** START OF Given data **

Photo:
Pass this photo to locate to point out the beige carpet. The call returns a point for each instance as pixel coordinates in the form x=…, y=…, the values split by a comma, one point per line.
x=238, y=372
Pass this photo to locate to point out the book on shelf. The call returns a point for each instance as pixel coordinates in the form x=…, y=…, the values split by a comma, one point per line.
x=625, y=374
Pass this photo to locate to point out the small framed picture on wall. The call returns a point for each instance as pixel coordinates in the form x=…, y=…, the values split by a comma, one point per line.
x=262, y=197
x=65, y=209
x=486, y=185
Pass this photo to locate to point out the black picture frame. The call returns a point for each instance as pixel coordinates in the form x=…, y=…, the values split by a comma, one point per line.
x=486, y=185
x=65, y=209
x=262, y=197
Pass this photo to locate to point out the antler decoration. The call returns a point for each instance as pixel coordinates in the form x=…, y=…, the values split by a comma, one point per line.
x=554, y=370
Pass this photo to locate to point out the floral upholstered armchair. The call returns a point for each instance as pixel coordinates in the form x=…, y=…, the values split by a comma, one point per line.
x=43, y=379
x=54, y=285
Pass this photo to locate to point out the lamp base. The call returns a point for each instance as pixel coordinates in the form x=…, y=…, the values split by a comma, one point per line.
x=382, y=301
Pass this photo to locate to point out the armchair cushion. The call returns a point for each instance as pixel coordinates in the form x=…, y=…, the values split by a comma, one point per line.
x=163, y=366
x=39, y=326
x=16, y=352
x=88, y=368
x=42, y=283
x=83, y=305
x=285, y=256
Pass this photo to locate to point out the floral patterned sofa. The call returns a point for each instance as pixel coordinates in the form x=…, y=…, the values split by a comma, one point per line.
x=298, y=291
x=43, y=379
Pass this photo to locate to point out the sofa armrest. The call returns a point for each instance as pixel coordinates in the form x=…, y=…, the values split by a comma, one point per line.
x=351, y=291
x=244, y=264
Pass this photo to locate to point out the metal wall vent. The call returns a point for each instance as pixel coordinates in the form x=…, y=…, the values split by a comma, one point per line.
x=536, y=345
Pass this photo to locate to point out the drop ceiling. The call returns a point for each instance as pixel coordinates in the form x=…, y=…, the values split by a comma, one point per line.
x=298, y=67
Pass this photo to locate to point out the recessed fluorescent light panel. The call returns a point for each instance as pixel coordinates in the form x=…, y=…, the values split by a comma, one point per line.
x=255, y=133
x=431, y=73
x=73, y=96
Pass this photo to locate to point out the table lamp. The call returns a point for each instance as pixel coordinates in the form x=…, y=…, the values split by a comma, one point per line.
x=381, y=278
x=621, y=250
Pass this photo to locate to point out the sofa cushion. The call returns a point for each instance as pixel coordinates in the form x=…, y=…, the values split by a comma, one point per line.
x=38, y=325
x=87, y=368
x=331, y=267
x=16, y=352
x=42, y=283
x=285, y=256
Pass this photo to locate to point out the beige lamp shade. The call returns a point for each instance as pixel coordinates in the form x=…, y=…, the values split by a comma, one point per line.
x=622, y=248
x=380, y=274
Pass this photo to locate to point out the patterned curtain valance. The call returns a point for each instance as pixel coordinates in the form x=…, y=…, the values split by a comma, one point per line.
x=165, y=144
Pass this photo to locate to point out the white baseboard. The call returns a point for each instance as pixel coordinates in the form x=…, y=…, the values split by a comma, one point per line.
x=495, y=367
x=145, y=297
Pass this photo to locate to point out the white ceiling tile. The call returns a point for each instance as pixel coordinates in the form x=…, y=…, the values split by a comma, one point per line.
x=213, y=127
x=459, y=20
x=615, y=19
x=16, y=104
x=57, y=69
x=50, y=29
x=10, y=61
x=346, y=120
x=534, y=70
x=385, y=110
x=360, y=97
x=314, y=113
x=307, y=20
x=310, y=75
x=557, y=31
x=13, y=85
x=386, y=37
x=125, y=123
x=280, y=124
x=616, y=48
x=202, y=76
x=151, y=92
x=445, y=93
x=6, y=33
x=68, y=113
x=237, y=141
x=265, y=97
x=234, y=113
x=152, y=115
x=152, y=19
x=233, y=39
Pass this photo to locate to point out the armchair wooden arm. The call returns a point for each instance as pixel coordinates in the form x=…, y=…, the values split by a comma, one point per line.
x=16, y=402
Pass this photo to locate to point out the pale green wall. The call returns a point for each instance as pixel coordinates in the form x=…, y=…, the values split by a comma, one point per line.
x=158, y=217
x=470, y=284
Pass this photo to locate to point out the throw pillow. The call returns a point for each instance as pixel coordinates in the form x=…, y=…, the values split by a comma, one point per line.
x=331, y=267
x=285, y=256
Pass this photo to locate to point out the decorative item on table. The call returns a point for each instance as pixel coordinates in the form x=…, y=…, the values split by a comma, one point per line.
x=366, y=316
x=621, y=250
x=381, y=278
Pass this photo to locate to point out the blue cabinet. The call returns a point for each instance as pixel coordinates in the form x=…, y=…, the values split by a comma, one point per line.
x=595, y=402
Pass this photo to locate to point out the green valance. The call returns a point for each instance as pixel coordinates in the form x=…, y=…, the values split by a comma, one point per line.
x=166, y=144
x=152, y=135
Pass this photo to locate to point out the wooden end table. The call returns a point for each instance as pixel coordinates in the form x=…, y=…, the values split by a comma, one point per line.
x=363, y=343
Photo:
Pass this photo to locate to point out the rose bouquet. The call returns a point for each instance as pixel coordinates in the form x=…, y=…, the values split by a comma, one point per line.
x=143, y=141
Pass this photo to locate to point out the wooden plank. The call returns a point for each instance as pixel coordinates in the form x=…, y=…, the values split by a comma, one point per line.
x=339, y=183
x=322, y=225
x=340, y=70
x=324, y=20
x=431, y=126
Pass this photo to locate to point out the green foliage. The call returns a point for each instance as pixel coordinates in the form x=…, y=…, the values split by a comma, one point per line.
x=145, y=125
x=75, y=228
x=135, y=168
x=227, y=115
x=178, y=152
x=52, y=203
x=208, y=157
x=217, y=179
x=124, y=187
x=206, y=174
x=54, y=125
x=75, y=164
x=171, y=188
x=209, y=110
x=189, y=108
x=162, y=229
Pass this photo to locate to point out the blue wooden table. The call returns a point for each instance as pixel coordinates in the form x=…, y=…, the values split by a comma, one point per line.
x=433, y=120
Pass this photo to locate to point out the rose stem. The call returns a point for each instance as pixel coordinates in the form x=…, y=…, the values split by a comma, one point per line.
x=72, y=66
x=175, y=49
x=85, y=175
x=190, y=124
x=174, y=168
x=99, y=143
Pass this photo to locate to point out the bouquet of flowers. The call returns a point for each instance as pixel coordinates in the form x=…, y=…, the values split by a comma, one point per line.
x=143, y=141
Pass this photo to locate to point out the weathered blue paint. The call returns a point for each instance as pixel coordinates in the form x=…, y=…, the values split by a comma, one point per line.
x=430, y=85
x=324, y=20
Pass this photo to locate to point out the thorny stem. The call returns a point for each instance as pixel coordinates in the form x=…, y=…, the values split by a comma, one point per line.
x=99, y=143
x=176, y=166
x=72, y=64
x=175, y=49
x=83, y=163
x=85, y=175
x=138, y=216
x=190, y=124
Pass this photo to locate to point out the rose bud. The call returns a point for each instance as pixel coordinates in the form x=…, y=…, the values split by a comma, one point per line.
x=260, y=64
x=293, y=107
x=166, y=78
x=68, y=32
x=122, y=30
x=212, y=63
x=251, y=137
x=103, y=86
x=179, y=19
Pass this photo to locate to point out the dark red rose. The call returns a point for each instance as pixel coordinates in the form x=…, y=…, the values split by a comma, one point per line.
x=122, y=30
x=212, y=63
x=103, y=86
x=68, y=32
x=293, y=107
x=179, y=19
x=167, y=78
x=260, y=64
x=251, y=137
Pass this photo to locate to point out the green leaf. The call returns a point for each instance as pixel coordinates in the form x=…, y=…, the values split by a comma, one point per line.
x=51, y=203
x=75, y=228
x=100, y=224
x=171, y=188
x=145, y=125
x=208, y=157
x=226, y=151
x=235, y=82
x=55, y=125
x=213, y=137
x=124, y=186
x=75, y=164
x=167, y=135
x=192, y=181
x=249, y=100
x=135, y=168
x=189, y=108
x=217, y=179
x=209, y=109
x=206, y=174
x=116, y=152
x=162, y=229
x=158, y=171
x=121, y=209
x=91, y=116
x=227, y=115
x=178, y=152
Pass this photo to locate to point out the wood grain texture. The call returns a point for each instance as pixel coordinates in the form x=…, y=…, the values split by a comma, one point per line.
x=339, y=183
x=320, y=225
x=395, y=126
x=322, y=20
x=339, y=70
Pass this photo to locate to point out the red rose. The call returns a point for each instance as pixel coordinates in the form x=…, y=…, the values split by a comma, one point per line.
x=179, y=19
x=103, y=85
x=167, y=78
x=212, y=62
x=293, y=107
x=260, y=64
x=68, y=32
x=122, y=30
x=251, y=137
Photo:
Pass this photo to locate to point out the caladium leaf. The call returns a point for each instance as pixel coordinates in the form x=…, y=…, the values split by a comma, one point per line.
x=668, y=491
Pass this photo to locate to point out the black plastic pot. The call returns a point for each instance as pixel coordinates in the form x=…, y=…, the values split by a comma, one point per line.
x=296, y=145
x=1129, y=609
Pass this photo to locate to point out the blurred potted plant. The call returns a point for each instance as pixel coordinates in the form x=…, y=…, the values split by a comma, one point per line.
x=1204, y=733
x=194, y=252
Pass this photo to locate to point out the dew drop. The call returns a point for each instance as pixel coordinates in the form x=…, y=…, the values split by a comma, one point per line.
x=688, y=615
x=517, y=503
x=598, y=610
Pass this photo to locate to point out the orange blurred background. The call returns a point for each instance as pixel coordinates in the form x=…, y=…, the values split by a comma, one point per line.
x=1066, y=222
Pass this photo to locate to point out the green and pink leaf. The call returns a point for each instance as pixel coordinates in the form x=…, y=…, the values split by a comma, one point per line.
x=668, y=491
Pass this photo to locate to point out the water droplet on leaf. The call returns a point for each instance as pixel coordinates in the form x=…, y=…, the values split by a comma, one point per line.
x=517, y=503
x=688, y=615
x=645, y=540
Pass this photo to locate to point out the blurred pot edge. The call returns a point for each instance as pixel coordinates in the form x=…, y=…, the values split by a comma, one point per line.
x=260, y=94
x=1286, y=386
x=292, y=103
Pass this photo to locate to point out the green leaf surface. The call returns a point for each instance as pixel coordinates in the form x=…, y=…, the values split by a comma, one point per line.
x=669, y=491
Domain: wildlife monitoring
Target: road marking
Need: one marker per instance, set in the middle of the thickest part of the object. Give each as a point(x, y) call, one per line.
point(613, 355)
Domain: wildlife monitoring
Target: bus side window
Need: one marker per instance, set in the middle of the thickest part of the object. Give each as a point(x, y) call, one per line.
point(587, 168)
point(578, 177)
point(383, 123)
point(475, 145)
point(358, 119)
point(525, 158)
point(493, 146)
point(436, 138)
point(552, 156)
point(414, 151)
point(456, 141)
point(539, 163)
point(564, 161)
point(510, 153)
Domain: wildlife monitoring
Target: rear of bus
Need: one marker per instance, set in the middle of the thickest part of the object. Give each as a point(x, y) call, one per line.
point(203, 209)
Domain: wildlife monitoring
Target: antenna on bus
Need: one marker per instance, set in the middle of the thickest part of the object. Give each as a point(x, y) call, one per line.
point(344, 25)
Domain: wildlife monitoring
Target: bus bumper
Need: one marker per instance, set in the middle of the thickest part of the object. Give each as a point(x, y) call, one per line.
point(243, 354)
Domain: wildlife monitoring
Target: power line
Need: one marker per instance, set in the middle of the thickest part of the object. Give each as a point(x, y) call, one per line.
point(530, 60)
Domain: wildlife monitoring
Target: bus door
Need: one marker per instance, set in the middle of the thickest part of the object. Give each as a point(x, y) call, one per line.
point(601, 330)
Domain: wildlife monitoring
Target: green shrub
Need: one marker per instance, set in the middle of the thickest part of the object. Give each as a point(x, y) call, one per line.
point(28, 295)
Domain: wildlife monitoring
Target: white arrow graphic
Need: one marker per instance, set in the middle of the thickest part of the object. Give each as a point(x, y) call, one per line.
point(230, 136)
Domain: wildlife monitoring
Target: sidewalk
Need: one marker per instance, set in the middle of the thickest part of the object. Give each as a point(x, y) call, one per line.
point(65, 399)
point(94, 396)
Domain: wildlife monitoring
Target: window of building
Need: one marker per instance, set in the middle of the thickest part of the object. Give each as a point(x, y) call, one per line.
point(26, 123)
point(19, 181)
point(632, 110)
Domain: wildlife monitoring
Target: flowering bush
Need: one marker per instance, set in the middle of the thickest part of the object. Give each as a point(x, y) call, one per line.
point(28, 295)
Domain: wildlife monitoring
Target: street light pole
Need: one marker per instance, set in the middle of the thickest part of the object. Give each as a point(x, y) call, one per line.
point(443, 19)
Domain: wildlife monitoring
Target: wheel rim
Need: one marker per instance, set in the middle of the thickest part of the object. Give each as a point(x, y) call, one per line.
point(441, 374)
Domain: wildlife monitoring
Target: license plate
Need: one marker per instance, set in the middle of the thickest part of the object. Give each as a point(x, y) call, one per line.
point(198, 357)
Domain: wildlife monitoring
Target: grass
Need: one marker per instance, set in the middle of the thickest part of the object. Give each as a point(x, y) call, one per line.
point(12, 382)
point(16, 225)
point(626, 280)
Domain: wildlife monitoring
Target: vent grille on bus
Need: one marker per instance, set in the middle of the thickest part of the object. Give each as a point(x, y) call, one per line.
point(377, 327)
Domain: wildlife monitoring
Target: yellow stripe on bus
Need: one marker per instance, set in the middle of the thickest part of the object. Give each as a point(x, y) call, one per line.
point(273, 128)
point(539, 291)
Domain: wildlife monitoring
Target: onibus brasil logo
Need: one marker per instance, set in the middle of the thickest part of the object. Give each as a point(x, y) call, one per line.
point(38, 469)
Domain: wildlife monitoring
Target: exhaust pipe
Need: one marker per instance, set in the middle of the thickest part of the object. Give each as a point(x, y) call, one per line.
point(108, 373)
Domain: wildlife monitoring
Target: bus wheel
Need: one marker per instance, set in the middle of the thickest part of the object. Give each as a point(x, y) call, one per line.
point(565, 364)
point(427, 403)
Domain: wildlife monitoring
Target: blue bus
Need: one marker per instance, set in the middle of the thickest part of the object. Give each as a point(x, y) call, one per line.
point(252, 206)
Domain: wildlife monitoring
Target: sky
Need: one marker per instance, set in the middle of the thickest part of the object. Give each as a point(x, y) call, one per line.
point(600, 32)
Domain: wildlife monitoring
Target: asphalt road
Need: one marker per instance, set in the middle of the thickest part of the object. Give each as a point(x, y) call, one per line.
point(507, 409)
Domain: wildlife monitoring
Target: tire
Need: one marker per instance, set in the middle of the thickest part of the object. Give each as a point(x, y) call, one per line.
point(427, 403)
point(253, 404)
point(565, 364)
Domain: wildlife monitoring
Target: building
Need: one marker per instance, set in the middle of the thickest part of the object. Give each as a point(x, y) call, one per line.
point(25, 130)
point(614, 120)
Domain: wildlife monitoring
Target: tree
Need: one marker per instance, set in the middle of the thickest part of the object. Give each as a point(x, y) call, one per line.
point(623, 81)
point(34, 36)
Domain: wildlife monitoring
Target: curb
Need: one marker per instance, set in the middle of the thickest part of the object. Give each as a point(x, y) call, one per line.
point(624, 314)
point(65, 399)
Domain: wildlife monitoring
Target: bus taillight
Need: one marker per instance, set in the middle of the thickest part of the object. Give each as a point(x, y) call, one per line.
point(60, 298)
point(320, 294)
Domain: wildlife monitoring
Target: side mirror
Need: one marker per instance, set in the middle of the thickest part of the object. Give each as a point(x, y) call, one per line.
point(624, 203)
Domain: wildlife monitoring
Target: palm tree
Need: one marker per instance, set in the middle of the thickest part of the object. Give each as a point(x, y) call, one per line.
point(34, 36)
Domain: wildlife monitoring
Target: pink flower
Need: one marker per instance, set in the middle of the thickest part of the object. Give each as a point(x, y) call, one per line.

** END OF Given data **

* Your task *
Pick out every line of the listing above that contains the word "beige", and copy each one. Matching is case-sensitive.

* The reply *
Pass this photo to locate to point out the beige carpet. The call returns a point for each instance as pixel coordinates in the form x=…, y=…, the values split by a comma, one point per line.
Pass this photo to locate to point out the beige lamp shade. The call returns a point for each instance as pixel coordinates in the form x=…, y=…, the values split by a comma, one point per line.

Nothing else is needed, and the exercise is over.